Exercise: Exactly as they appear, set down all of the records.

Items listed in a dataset
···

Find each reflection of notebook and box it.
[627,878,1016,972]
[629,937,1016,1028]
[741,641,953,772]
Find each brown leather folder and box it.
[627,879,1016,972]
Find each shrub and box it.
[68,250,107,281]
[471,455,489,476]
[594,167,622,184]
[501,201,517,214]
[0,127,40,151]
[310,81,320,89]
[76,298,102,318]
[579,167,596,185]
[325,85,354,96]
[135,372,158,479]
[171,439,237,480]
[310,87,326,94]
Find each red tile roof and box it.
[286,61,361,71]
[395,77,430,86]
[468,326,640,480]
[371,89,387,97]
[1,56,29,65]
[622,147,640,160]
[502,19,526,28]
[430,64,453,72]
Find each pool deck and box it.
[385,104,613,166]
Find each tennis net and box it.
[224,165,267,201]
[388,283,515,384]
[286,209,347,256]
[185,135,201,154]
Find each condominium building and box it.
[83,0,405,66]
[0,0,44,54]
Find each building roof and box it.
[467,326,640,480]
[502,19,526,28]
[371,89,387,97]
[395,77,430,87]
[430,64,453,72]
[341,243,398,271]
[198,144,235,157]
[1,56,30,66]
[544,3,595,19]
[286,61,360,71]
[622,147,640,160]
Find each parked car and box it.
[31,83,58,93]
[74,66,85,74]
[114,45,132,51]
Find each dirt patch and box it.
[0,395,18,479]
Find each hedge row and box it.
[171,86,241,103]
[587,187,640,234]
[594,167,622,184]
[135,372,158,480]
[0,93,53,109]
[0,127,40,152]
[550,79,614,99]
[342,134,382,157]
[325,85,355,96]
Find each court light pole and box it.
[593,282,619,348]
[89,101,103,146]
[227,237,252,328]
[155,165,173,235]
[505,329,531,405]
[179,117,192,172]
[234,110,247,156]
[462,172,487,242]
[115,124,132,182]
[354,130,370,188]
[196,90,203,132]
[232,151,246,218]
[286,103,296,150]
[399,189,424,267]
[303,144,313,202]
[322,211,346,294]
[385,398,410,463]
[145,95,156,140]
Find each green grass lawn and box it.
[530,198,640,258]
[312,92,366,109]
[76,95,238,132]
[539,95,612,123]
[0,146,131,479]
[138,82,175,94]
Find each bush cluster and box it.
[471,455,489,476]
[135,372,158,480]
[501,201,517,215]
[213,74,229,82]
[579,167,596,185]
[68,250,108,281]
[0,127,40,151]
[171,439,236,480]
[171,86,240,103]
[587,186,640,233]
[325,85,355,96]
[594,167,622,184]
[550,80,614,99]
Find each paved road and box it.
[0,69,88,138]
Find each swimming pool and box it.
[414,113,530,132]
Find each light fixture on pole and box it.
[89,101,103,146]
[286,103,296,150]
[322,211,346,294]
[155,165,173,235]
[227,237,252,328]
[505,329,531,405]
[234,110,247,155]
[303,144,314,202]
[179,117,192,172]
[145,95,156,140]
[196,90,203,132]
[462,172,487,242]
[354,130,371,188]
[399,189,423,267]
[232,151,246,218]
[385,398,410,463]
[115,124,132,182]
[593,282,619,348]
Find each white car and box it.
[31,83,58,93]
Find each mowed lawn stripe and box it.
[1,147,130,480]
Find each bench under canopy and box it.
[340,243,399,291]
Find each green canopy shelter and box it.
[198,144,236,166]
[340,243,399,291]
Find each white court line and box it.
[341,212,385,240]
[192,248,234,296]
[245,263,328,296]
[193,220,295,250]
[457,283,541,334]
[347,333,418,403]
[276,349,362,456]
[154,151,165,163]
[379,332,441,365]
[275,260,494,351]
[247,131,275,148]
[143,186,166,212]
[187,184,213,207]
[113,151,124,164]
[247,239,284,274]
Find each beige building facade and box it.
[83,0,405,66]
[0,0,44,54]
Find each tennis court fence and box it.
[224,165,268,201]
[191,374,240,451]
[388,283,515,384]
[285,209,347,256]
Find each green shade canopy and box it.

···

Task answer:
Find each reflection of notebook and box it.
[627,878,1016,972]
[629,937,1016,1028]
[741,641,953,772]
Find each brown leather folder and box it.
[627,879,1016,972]
Find each shrub and box it.
[68,250,107,281]
[471,455,489,476]
[594,167,622,184]
[501,201,517,214]
[0,127,40,151]
[310,81,320,89]
[76,298,102,318]
[579,167,596,185]
[325,85,354,96]
[135,372,158,479]
[171,439,237,480]
[310,87,326,94]
Find each red tile roof and box it.
[286,61,361,71]
[395,77,430,86]
[468,326,640,480]
[371,89,387,97]
[1,56,29,65]
[622,147,640,160]
[502,19,526,28]
[430,64,453,72]
Find each pool deck and box it.
[385,104,613,166]
Find each tennis net and box it.
[224,165,267,201]
[388,283,515,384]
[286,209,347,256]
[185,135,201,154]
Find each condominium building and box it.
[83,0,405,66]
[0,0,44,54]
Find each building roof and box it.
[467,326,640,480]
[502,19,526,28]
[371,89,387,97]
[395,77,430,87]
[430,64,453,72]
[341,243,398,271]
[198,144,235,157]
[1,56,30,66]
[544,3,595,19]
[286,61,360,71]
[622,147,640,160]
Find each parked car and box it.
[31,83,58,93]
[74,66,85,74]
[114,45,132,51]
Find each dirt patch and box it.
[0,395,18,479]
Find each hedge row and box it.
[171,86,241,103]
[587,187,640,234]
[594,167,622,184]
[135,372,158,480]
[0,93,53,109]
[0,127,40,152]
[550,79,614,99]
[342,134,382,157]
[325,85,355,96]
Find each court light pole and box it.
[593,282,619,348]
[89,101,103,146]
[227,237,252,328]
[155,165,173,235]
[505,329,531,405]
[179,117,192,172]
[234,110,247,156]
[462,172,487,242]
[115,124,132,182]
[354,130,370,188]
[196,90,203,132]
[232,151,246,218]
[286,103,296,150]
[399,189,424,267]
[303,144,313,202]
[322,211,346,294]
[385,398,410,463]
[145,95,156,140]
Find each green grass lawn and box it.
[530,198,640,258]
[312,92,366,109]
[76,95,238,132]
[539,95,612,123]
[0,146,131,479]
[138,82,175,94]
Find each bush cluster and box it.
[471,455,489,476]
[135,372,158,480]
[501,201,517,215]
[213,74,229,82]
[579,167,596,185]
[68,250,108,281]
[0,127,40,151]
[171,439,236,480]
[171,86,240,103]
[587,186,640,233]
[325,85,355,96]
[594,167,622,184]
[550,80,614,99]
Find each paved road and box it.
[0,69,88,138]
Find each swimming pool and box it.
[414,113,530,132]
Find each light fixture on pole and box it.
[89,101,103,146]
[286,103,296,150]
[322,211,346,294]
[155,165,173,235]
[227,237,252,328]
[505,329,531,405]
[234,110,247,155]
[303,144,314,202]
[179,117,192,172]
[145,95,156,140]
[196,90,203,132]
[462,172,487,242]
[354,130,371,188]
[399,189,423,267]
[232,151,246,218]
[385,398,410,463]
[115,124,132,182]
[593,282,619,348]
Find each white car and box it.
[31,83,58,93]
Find each mowed lawn stripe and box it.
[1,147,130,480]
Find each bench under canopy and box it.
[340,243,399,291]
Find each green canopy shelter and box it.
[198,144,236,166]
[340,243,399,291]
Find each white court line and box it.
[341,212,385,240]
[192,248,234,296]
[245,263,328,296]
[193,220,295,250]
[457,283,541,334]
[347,333,418,403]
[276,349,362,456]
[154,151,165,163]
[379,332,441,365]
[275,260,494,351]
[247,131,275,148]
[143,186,166,212]
[187,184,213,207]
[113,151,124,164]
[247,239,284,274]
Find each beige building facade and box it.
[83,0,405,66]
[0,0,44,54]
Find each tennis court fence and box it.
[224,165,268,201]
[191,374,240,451]
[388,283,515,384]
[285,209,347,256]
Find each green shade canopy and box it.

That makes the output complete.